» Given text
[Start of Attachment]

Volatile organic compounds such as benzene, toluene, ethylbenzene, and isomers of xylenes (BTEX) constitute a group of monoaromatic compounds that are found in petroleum and have been classified as priority pollutants. In this study, based on its newly sequenced genome, we reclassified the previously identified BTEX-degrading thermotolerant strain Ralstonia sp. PHS1 as Cupriavidus cauae PHS1. Also presented are the complete genome sequence of C. cauae PHS1, its annotation, species delineation, and a comparative analysis of the BTEX-degrading gene cluster. Moreover, we cloned and characterized the BTEX-degrading pathway genes in C. cauae PHS1, the BTEX-degrading gene cluster of which consists of two monooxygenases and meta-cleavage genes. A genome-wide investigation of the PHS1 coding sequence and the experimentally confirmed regioselectivity of the toluene monooxygenases and catechol 2,3-dioxygenase allowed us to reconstruct the BTEX degradation pathway. The degradation of BTEX begins with aromatic ring hydroxylation, followed by ring cleavage, and eventually enters the core carbon metabolism. The information provided here on the genome and BTEX-degrading pathway of the thermotolerant strain C. cauae PHS1 could be useful in constructing an efficient production host.

[End of Attachment]

Collection entries
[Start of Attachment]

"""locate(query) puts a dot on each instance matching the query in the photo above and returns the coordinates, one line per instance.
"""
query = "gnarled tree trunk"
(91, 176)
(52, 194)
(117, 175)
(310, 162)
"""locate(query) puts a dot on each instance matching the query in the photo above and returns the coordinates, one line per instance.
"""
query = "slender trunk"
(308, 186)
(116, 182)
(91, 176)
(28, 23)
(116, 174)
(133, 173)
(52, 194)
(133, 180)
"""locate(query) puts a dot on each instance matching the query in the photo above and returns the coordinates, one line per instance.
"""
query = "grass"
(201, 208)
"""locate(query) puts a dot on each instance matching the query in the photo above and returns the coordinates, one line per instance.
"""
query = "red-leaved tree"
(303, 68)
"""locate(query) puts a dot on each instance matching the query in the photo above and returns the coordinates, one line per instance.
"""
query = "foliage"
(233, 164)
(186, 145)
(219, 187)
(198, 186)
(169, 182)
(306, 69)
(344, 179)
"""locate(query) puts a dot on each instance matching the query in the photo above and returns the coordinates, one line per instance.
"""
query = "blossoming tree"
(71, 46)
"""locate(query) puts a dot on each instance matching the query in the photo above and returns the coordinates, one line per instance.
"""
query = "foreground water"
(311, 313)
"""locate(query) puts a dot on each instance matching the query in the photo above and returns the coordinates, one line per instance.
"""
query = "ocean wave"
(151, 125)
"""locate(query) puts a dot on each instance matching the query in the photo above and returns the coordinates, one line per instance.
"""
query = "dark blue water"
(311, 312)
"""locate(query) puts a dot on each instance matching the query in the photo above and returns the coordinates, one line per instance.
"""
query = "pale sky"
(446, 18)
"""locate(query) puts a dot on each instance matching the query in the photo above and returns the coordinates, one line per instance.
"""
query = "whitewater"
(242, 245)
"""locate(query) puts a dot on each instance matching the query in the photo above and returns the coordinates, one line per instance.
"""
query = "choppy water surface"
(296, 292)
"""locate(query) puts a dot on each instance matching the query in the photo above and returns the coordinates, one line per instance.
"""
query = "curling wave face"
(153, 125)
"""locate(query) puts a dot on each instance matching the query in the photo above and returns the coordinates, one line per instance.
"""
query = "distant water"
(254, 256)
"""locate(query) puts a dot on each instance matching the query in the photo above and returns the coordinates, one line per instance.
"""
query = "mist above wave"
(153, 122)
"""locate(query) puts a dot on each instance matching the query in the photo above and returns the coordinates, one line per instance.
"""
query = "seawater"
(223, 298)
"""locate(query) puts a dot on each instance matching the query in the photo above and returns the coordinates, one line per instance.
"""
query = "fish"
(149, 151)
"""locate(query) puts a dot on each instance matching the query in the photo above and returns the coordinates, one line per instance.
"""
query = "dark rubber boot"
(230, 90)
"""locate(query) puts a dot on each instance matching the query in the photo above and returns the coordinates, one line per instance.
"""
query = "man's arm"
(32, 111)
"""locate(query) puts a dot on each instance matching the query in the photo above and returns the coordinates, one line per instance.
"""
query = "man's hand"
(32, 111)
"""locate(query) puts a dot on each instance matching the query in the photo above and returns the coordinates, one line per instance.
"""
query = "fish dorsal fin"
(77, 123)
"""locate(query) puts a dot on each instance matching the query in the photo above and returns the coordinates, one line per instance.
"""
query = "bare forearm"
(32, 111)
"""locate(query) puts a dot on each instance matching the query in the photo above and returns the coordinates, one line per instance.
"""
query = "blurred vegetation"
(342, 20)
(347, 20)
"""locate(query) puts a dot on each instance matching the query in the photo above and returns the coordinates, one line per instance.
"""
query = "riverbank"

[End of Attachment]

» What is expected
Please list the compounds that the text about BTEX degradation names as making up BTEX.

» Written answer
Benzene, toluene, ethylbenzene, and isomers of xylenes.